From the items below, keep only the lines that contain the word "blue", and copy each one out.

Object position labeling entries
-*-*-

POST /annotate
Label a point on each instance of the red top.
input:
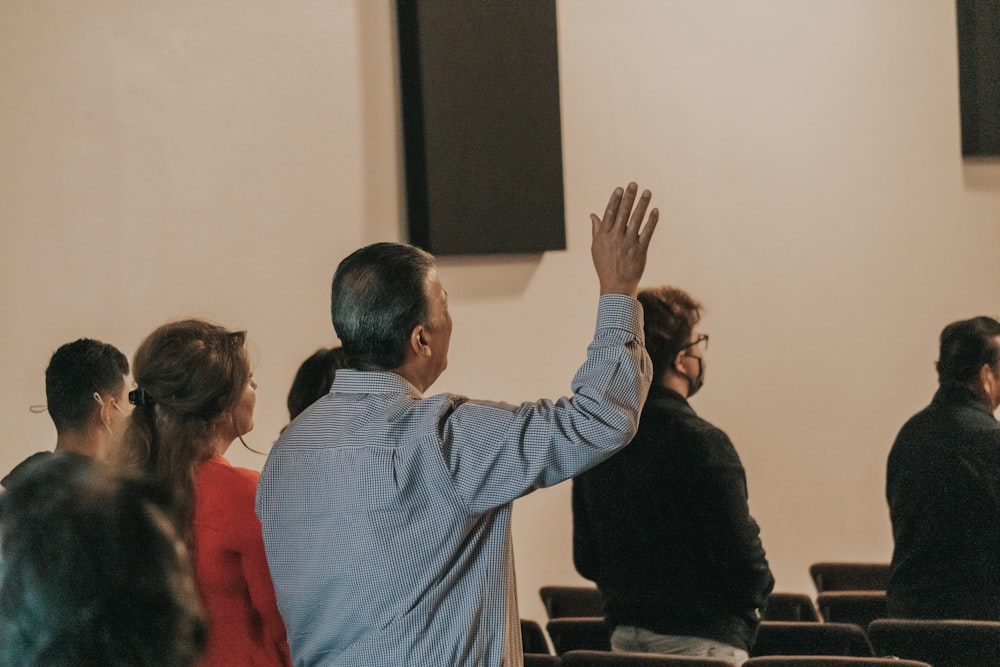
(244, 626)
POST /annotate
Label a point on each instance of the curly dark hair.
(92, 571)
(670, 316)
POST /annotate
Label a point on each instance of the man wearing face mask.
(943, 486)
(85, 390)
(663, 527)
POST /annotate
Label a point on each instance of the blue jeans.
(638, 640)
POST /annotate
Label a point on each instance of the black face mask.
(694, 384)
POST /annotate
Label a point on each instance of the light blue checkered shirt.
(386, 515)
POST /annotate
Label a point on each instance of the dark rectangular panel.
(481, 123)
(979, 75)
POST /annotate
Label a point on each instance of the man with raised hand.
(386, 514)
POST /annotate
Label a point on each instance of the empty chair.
(789, 607)
(541, 660)
(941, 643)
(829, 661)
(834, 576)
(575, 601)
(607, 659)
(575, 634)
(858, 607)
(533, 637)
(831, 639)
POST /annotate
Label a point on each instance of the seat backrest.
(582, 633)
(829, 661)
(941, 643)
(789, 607)
(842, 576)
(533, 637)
(575, 601)
(858, 607)
(831, 639)
(616, 659)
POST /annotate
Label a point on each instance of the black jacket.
(943, 489)
(664, 530)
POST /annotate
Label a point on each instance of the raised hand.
(620, 242)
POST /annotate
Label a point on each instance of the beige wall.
(164, 159)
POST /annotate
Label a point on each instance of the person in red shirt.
(195, 396)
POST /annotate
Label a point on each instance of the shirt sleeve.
(253, 561)
(498, 452)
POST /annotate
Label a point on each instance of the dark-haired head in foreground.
(314, 379)
(92, 571)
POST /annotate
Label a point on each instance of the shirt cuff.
(618, 311)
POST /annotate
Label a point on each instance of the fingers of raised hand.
(647, 232)
(621, 219)
(612, 210)
(640, 211)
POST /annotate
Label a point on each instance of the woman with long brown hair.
(195, 396)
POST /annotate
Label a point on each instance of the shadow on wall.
(489, 276)
(981, 173)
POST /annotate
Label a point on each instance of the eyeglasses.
(701, 342)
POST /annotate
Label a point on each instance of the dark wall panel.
(481, 122)
(979, 76)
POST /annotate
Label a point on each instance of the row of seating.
(950, 643)
(604, 659)
(858, 606)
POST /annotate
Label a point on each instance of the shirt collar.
(950, 392)
(351, 381)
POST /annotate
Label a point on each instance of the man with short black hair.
(85, 389)
(943, 486)
(663, 527)
(385, 513)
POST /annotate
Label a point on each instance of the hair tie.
(139, 398)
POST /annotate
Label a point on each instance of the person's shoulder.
(217, 471)
(24, 466)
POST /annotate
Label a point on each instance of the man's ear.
(678, 364)
(987, 379)
(105, 406)
(418, 341)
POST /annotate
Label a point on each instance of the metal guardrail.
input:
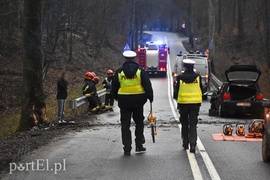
(78, 103)
(215, 81)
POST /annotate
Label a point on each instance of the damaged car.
(240, 94)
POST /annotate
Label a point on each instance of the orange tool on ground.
(152, 120)
(228, 129)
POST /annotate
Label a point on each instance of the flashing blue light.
(127, 48)
(159, 42)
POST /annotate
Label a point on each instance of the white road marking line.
(207, 161)
(191, 157)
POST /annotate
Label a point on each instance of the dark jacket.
(126, 101)
(62, 89)
(105, 83)
(188, 77)
(89, 87)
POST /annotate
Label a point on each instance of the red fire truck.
(152, 57)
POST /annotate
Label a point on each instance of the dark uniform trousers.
(92, 102)
(189, 120)
(109, 100)
(137, 114)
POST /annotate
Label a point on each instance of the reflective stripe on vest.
(108, 90)
(190, 93)
(130, 85)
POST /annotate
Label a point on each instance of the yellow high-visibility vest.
(190, 93)
(130, 86)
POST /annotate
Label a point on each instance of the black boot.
(192, 148)
(127, 150)
(140, 148)
(185, 146)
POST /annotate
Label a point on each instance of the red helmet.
(89, 75)
(94, 74)
(96, 79)
(110, 71)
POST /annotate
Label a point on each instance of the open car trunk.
(243, 92)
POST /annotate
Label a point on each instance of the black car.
(240, 94)
(266, 133)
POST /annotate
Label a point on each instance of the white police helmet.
(129, 54)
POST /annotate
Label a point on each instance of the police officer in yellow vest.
(189, 98)
(132, 87)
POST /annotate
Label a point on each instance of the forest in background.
(83, 35)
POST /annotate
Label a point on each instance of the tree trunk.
(267, 31)
(33, 109)
(240, 20)
(189, 25)
(212, 26)
(219, 17)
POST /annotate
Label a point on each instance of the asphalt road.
(96, 153)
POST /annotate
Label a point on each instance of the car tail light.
(259, 96)
(162, 69)
(226, 96)
(206, 79)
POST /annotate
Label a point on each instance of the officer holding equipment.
(132, 87)
(189, 98)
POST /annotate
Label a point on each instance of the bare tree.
(33, 109)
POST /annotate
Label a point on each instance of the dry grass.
(10, 123)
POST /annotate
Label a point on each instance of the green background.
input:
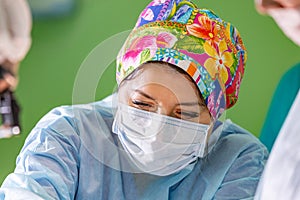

-*-*-

TASK SOLUTION:
Label a point on each instance of the blue jeans.
Label a point on each instance of the light blue checkered shirt.
Label a point on each instance of the flashing blue light.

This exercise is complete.